Texte source:
━━━━━━━━━━━━━━━━

C’est notre perception personnelle du temps. Il est totalement subjectif par rapport à l’environnement et nos facteurs psychologiques. C’est la sensation d’un temps long qui n’en finit pas ou, au contraire, qui fuit. Le plus bel exemple est le match de football : il reste 5 minutes à jouer, votre équipe gagne 1 à 0. Combien de temps avez l’impression que durent ces 5 minutes ? A contrario, votre équipe perd 1 à 0 ; une fraction de seconde n’est-ce pas ?

● Le temps physique :

Grâce à l’observation depuis des millénaires de phénomènes physiques immuables (rotation du soleil, des planètes, durée du jour de la nuit, etc.) l’être humain a pu déterminer des résultats uniformes. Cela lui a permis de créer les notions de jours, de solstices, de saisons, de calendriers ; et donc d’étalon pour situer les évènements.
Le terme « temps physique » est dans le sens d’observations de phénomènes physiques immuables.

● Le temps métaphysique :

Nous pouvons le voir comme l’opposé du temps physique, ou son complément. Il est indépendant de notre expérience sensible et de notre connaissance ; c’est l’accès à un monde et/ou des processus qui existent « au-delà ». Il échappe au domaine des sens. Nous pourrions l’appeler « distorsion temporelle ». Concrètement, la plupart d’entre nous a déjà vécu des moments de « déjà vu », « déjà vécu » qu’on ne saurait expliquer. Des études sont régulièrement menées sur des personnes ayant vécu des expériences supra-sensorielles, assez extraordinaires, que l’on ne peut écarter comme témoignages démentiels.

● Le micro-temps :

C’est un système temporel spécifique à une culture, à une région.
Il est inconsciemment appliqué par les individus qui la composent.
Le micro-temps est un des éléments essentiels de la culture

● La synchronie :

Il a été découvert assez récemment que les personnes synchronisent naturellement leurs mouvements (Travaux de Grindler et Bandler en PNL, et dernièrement en neurosciences avec le cerveau « mimétique »). Au niveau d’un groupe, par exemple une ville, une entreprise ; cette synchronisation va donner un rythme propre à cette communauté. Chaque ville a son propre rythme. Il faut noter que les individus non synchrones dérangent et ne s’adaptent pas. Par exemple, c’est l’expérience que font les provinciaux qui arrivent à Paris, et qui ont l’impression que tout le monde courre. S’ils restent à leur rythme, ce sont des bousculades, voire des insultes.

━━━━━━━━━━━━━━━━

Liste des tâches:
1. Traduisez en anglais cette phrase du texte sur le temps : « Chaque ville a son propre rythme. »
2. Relevez tous les intitulés précédés d'un point noir dans le texte sur le temps.
3. Poursuivez le texte sur le temps à partir de sa dernière phrase.
Vous n'aurez pas besoin du matériel fourni.

Informations fournies:
━━━━━━━━━━━━━━━━

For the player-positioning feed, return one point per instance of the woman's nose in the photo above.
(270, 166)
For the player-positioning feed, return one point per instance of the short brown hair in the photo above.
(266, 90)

━━━━━━━━━━━━━━━━

Réponses aux tâches:
1. Each city has its own rhythm.

2.
Le temps physique
Le temps métaphysique
Le micro-temps
La synchronie

3.
● Le temps sacré :

Le temps sacré ou temps mythique se trouve lors de cérémonies. Lorsqu’on participe à la cérémonie on entre à la fois dans la cérémonie et aussi dans le temps de la cérémonie. On cesse alors de vivre dans le temps ordinaire, le temps « horloge », pour être dans un temps magique où on ne vieillit pas. Cela permet d’accéder au divin, au spirituel.

● Le temps profane :

C’est le temps qui domine aujourd’hui la vie quotidienne et ses aspects explicites, celui dont on parle, celui qu’on formule. Il s’exprime en secondes, minutes, heures, jours, semaines, années, siècles, etc. Il est considéré comme « allant de soi », alors que c’est une élaboration de notre civilisation. Comme nous disions précédemment, le fait de pouvoir le mesurer précisément, de le calculer, fait que nous avons tendance à lui donner une dimension « concrète » et donc de vouloir le maîtriser. On peut l’appeler aussi le temps « horloge ». S’il peut être source de souffrance, il est aussi très pratique dans la vie en société pour structurer, planifier et organiser. (Rendez-vous, prendre un train, etc.)

● Le méta-temps :

Sur la base des différents types de temps que nous venons de voir, le méta-temps est la somme des études, écrits, pensées de la part des philosophes, anthropologues, psychologues, et autres chercheurs sur le concept et la nature du temps. Ce n’est pas un temps au sens propre du terme, mais une entité abstraite, une théorie construite sur la somme de ces réflexions ayant des angles de vue très différents.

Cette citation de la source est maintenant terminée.